* _Görev Ayrıntıları_
Aşağıdaki verilerde "grass" dizesini içeren tüm satırları belirleyip aynen kopyalayın. Eşleştirmede büyük ve küçük harf ayrımı gözetilir.

* _Verilen Veriler_
□ □ □ □ □ □ □

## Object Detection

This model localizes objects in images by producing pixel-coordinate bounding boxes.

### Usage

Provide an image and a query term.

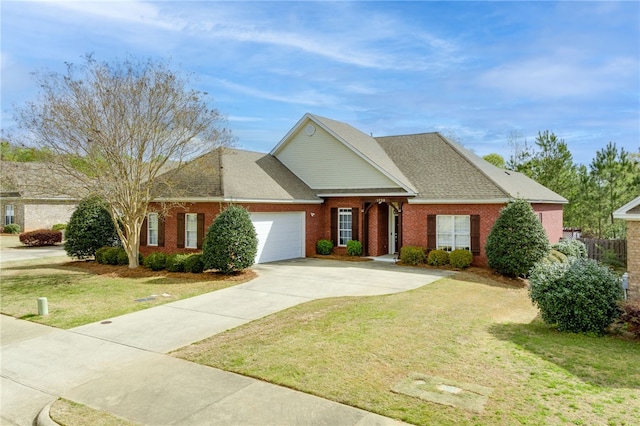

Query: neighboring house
[141,114,567,265]
[613,197,640,302]
[0,161,78,231]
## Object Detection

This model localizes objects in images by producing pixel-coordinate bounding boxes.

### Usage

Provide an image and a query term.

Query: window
[147,213,158,246]
[184,213,198,248]
[338,209,352,247]
[436,215,471,251]
[4,204,16,225]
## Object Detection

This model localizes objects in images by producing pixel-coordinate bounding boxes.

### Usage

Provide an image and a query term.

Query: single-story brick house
[141,114,567,265]
[613,197,640,302]
[0,161,79,231]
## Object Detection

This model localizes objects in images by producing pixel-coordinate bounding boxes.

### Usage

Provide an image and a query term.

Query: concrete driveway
[0,259,448,426]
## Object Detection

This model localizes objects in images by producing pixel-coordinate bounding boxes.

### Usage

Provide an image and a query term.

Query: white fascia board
[409,198,568,204]
[152,197,324,204]
[317,192,416,198]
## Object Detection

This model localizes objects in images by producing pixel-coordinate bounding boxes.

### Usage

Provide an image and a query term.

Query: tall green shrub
[202,206,258,274]
[529,258,623,334]
[64,197,120,259]
[485,199,549,277]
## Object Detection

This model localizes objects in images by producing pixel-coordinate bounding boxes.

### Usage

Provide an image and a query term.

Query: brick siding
[627,220,640,302]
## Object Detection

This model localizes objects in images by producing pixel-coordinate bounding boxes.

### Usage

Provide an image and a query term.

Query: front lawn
[0,258,255,329]
[173,272,640,425]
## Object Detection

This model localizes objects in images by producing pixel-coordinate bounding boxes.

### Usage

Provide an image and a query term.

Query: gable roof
[270,113,416,195]
[376,133,567,203]
[154,148,322,203]
[613,196,640,220]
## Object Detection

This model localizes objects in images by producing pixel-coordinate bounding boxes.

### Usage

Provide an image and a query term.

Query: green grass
[174,273,640,425]
[0,258,255,329]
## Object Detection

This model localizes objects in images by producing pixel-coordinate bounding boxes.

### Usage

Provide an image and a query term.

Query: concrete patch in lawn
[391,373,491,413]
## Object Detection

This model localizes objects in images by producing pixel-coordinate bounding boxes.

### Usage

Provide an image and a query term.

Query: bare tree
[16,55,232,268]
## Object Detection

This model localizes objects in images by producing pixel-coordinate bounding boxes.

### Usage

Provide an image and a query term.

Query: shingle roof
[307,114,416,192]
[154,148,320,202]
[222,149,321,202]
[375,133,567,203]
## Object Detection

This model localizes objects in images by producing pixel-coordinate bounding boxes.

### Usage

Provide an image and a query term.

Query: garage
[251,212,305,263]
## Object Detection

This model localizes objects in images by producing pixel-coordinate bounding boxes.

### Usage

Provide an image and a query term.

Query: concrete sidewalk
[0,259,447,426]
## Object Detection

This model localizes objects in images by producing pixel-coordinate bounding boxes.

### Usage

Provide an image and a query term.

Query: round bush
[400,246,427,266]
[95,246,112,264]
[316,240,333,256]
[347,240,362,256]
[143,252,167,271]
[551,239,587,257]
[485,199,549,277]
[449,249,473,269]
[202,206,258,274]
[2,223,20,234]
[427,250,449,266]
[166,254,189,272]
[102,247,120,265]
[529,258,623,334]
[64,197,120,259]
[184,254,204,274]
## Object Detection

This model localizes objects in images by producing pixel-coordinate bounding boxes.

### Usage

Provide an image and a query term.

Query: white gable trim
[269,113,417,196]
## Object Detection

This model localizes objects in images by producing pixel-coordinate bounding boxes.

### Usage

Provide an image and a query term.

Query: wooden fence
[578,238,627,264]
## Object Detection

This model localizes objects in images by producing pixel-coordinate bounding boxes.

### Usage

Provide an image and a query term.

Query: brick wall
[627,220,640,302]
[140,203,326,256]
[531,204,562,244]
[402,204,502,266]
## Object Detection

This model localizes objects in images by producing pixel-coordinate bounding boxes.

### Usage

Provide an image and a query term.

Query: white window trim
[337,208,353,247]
[147,213,159,247]
[4,204,16,225]
[184,213,198,249]
[436,214,471,251]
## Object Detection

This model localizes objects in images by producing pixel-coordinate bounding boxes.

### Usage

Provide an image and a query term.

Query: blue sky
[0,0,640,164]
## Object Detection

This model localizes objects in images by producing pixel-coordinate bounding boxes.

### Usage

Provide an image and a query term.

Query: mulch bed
[64,261,258,281]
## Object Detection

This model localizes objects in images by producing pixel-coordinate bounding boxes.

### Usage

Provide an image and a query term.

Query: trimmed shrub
[485,198,549,277]
[620,302,640,337]
[184,254,204,274]
[20,229,62,247]
[427,250,449,266]
[347,240,362,256]
[529,258,622,334]
[64,197,120,259]
[551,238,587,257]
[102,247,122,265]
[2,223,20,234]
[449,249,473,269]
[143,251,167,271]
[316,240,333,256]
[400,246,427,266]
[166,254,189,272]
[542,250,569,263]
[95,246,112,264]
[202,206,258,274]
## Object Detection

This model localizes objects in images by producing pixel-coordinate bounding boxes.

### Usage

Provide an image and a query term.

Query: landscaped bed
[174,272,640,425]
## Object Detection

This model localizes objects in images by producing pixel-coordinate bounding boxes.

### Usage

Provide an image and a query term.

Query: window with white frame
[338,209,352,247]
[147,213,158,246]
[436,215,471,251]
[184,213,198,248]
[4,204,16,225]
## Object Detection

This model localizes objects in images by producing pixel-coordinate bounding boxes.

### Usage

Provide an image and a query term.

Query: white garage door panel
[251,212,305,263]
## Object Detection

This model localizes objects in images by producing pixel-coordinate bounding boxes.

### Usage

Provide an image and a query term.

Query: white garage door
[251,212,305,263]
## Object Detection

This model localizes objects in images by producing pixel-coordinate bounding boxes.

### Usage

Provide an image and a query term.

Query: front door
[389,206,398,254]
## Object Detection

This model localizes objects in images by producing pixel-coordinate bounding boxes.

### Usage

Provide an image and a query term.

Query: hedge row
[400,246,473,269]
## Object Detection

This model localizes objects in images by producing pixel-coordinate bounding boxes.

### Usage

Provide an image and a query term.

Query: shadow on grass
[489,319,640,388]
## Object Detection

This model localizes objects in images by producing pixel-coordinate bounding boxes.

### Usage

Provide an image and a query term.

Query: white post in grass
[38,297,49,316]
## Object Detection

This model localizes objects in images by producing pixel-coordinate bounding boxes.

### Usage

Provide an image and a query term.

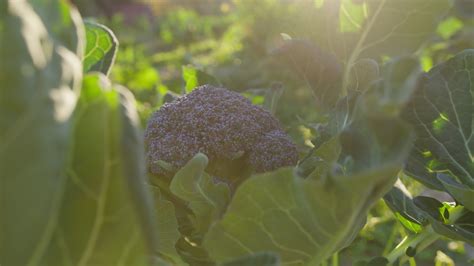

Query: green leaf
[384,180,425,233]
[221,252,280,266]
[438,173,474,211]
[339,0,367,32]
[28,0,85,54]
[39,74,159,265]
[0,1,82,265]
[263,83,285,115]
[357,0,450,57]
[170,153,230,240]
[182,65,199,93]
[204,165,400,265]
[404,50,474,210]
[413,196,474,245]
[83,21,118,75]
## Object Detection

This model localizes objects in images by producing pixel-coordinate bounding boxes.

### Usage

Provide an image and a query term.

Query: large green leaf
[405,50,474,210]
[413,196,474,245]
[83,21,118,75]
[384,180,425,233]
[221,252,281,266]
[170,153,230,242]
[0,0,83,265]
[38,74,158,265]
[204,164,400,265]
[354,0,450,57]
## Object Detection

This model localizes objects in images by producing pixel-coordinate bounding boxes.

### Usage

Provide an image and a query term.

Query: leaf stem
[332,252,339,266]
[342,0,386,96]
[386,225,441,264]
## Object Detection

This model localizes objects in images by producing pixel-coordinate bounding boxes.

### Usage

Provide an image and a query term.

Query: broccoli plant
[0,0,474,266]
[145,85,298,180]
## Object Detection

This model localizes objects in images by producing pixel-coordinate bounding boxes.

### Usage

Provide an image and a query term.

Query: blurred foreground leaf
[83,21,118,75]
[0,0,84,265]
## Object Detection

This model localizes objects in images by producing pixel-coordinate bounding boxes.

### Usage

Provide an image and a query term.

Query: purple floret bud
[145,85,298,178]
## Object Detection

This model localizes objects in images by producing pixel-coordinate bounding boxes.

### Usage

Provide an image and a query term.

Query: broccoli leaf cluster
[145,85,298,179]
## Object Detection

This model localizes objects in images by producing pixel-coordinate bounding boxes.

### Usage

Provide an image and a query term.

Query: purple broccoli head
[145,85,298,178]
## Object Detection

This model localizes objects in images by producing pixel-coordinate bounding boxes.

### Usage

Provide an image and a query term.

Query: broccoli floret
[145,85,298,178]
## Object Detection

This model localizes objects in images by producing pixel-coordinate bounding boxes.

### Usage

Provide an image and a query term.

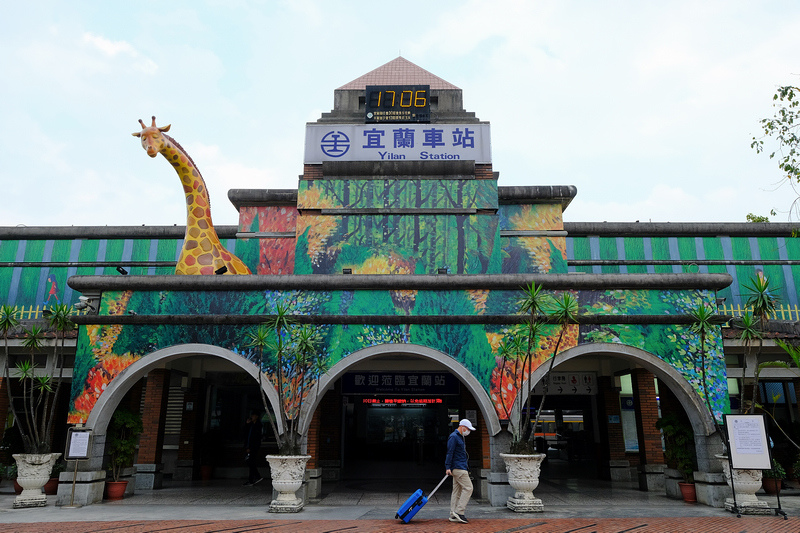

□ □ □ □ □ □ □

* _Alıştırma Çıktısı_
Query: green grass
Query: shadow on grass
Query: white post in grass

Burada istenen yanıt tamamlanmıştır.